[SHORT EXERCISE]
Please reproduce the rows below, starting at the line that contains "woman in black" and running through the end of the rows, with "chador" swapped for "abaya" and nothing else changed.

[RECORDS SUPPLIED]
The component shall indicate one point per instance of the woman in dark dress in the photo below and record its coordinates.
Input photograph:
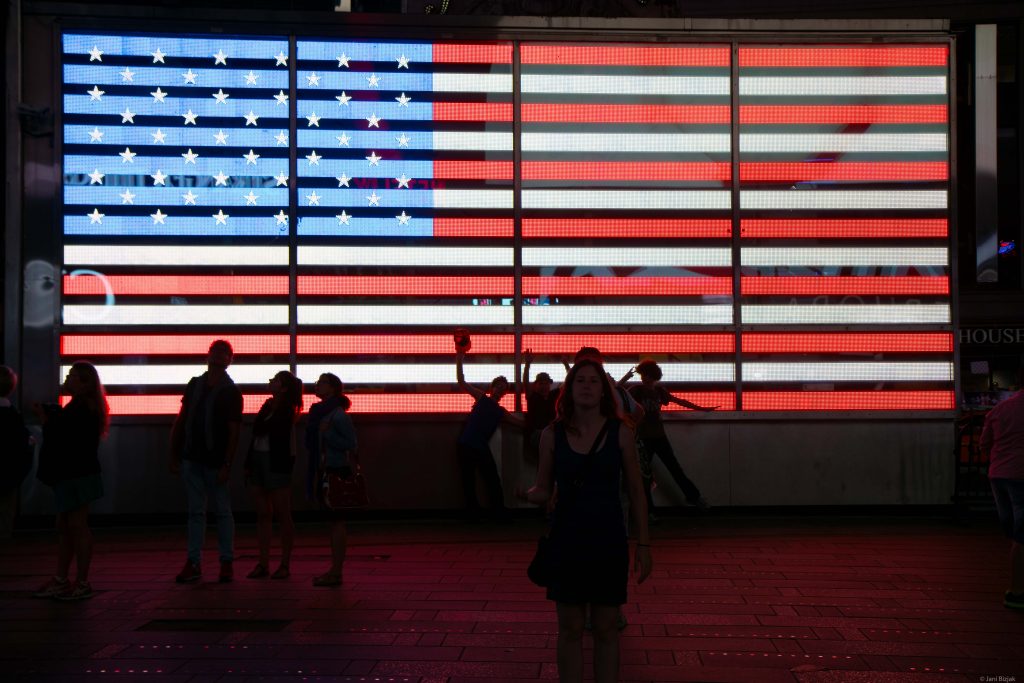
(69, 462)
(588, 531)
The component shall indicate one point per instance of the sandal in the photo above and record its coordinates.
(259, 571)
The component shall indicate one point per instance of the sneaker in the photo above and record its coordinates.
(55, 586)
(189, 573)
(80, 590)
(1013, 600)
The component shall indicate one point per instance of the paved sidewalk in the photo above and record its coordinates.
(748, 599)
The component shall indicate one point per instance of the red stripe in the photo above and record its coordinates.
(626, 55)
(842, 114)
(551, 286)
(847, 342)
(825, 285)
(498, 53)
(843, 171)
(631, 344)
(93, 345)
(473, 227)
(626, 227)
(846, 55)
(404, 286)
(177, 285)
(841, 228)
(849, 400)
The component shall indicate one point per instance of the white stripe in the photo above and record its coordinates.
(401, 256)
(626, 85)
(173, 255)
(842, 85)
(481, 140)
(558, 314)
(848, 372)
(846, 314)
(473, 199)
(844, 256)
(626, 199)
(189, 314)
(628, 256)
(829, 199)
(847, 142)
(445, 82)
(631, 142)
(443, 315)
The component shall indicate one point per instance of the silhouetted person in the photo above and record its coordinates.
(70, 462)
(204, 440)
(268, 471)
(585, 454)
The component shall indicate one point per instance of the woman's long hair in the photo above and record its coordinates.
(565, 407)
(92, 393)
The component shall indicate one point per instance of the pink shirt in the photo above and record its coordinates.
(1003, 438)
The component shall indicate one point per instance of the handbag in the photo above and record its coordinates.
(544, 567)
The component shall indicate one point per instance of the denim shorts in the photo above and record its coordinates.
(1009, 495)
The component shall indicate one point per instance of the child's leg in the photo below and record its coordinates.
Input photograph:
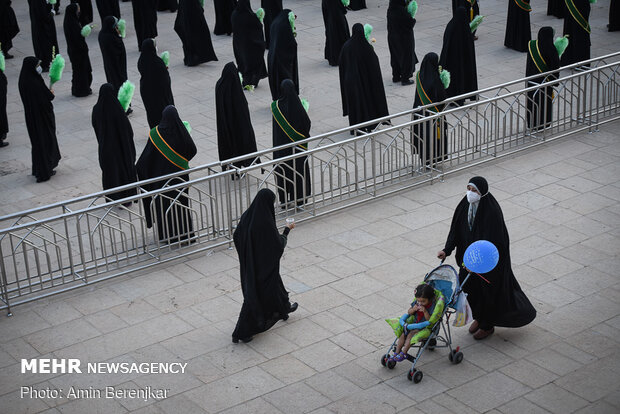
(407, 344)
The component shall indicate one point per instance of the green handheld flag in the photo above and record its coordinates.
(475, 23)
(412, 8)
(58, 64)
(165, 56)
(125, 93)
(561, 43)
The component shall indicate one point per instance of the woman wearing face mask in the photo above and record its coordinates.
(500, 301)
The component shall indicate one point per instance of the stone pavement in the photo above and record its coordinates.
(349, 271)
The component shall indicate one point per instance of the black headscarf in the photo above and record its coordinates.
(361, 83)
(77, 49)
(260, 247)
(117, 152)
(40, 119)
(43, 29)
(401, 41)
(145, 19)
(272, 8)
(500, 302)
(191, 26)
(108, 8)
(235, 134)
(248, 43)
(86, 11)
(518, 31)
(282, 56)
(578, 38)
(113, 53)
(223, 11)
(336, 29)
(155, 85)
(458, 55)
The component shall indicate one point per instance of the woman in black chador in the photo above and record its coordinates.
(401, 42)
(542, 57)
(577, 28)
(117, 152)
(155, 86)
(518, 32)
(458, 56)
(248, 43)
(108, 8)
(223, 11)
(430, 90)
(43, 29)
(8, 27)
(191, 26)
(291, 124)
(361, 84)
(272, 8)
(40, 119)
(168, 150)
(82, 72)
(145, 19)
(282, 56)
(260, 247)
(336, 29)
(500, 301)
(235, 134)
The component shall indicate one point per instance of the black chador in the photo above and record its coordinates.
(518, 32)
(155, 85)
(542, 57)
(223, 11)
(577, 27)
(248, 43)
(272, 8)
(8, 27)
(168, 150)
(117, 152)
(401, 41)
(235, 134)
(43, 29)
(260, 247)
(145, 19)
(291, 124)
(336, 29)
(113, 52)
(361, 84)
(40, 119)
(430, 136)
(108, 8)
(191, 26)
(86, 11)
(77, 49)
(458, 56)
(500, 302)
(282, 56)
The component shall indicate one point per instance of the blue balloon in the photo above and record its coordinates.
(481, 256)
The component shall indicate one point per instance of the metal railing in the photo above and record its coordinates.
(65, 245)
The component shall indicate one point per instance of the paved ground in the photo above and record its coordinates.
(348, 271)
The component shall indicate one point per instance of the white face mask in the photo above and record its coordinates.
(472, 197)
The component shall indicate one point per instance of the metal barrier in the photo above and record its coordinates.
(65, 245)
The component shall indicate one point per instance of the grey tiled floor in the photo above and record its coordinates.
(562, 215)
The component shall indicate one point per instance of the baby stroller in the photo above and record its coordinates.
(446, 280)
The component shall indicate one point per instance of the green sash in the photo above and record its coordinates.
(577, 16)
(523, 5)
(166, 150)
(536, 56)
(288, 129)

[WRITTEN ANSWER]
The component shall indicate one point per instance of the woman in black abaya in the photo above and record its coordinates.
(401, 42)
(542, 57)
(577, 28)
(117, 152)
(155, 86)
(518, 32)
(458, 56)
(248, 43)
(108, 8)
(223, 11)
(430, 90)
(43, 29)
(8, 27)
(191, 26)
(291, 124)
(361, 84)
(272, 8)
(40, 119)
(168, 150)
(82, 72)
(145, 19)
(282, 56)
(260, 247)
(336, 29)
(500, 301)
(235, 134)
The component shall indicate one point per instance of the black abaya in the photo above and record its coordinates.
(518, 32)
(155, 85)
(542, 57)
(223, 11)
(577, 27)
(248, 43)
(272, 8)
(8, 27)
(168, 150)
(117, 152)
(401, 41)
(235, 134)
(43, 29)
(260, 247)
(145, 19)
(291, 124)
(336, 29)
(113, 52)
(361, 84)
(40, 119)
(430, 136)
(108, 8)
(191, 26)
(86, 11)
(77, 49)
(458, 56)
(500, 302)
(282, 56)
The component shall indicate one point per instance of the blue balloon in the photo above and record its coordinates.
(481, 256)
The component shall indicate one point per instance of the metal railing in the photo above and record its coordinates.
(65, 245)
The component shall indicate one point per instance of the paved ground in the photo above and record its coordinates.
(348, 271)
The component shall indicate one point per instance of the white face mask in the photo above and record its coordinates.
(472, 197)
The component shall indicate one point per instance of the metal barrier in the photo above and record its coordinates.
(65, 245)
The component shall indicate one point per instance of the grey tiled floor in the photo above and record its coordinates.
(562, 215)
The component shall indicate one point per instance of the baby stroller in the photo above and record its coordinates.
(446, 280)
The component shall indicate one point per instance of the green sash in the photo above and record its coordinates.
(577, 16)
(523, 5)
(166, 150)
(536, 56)
(288, 129)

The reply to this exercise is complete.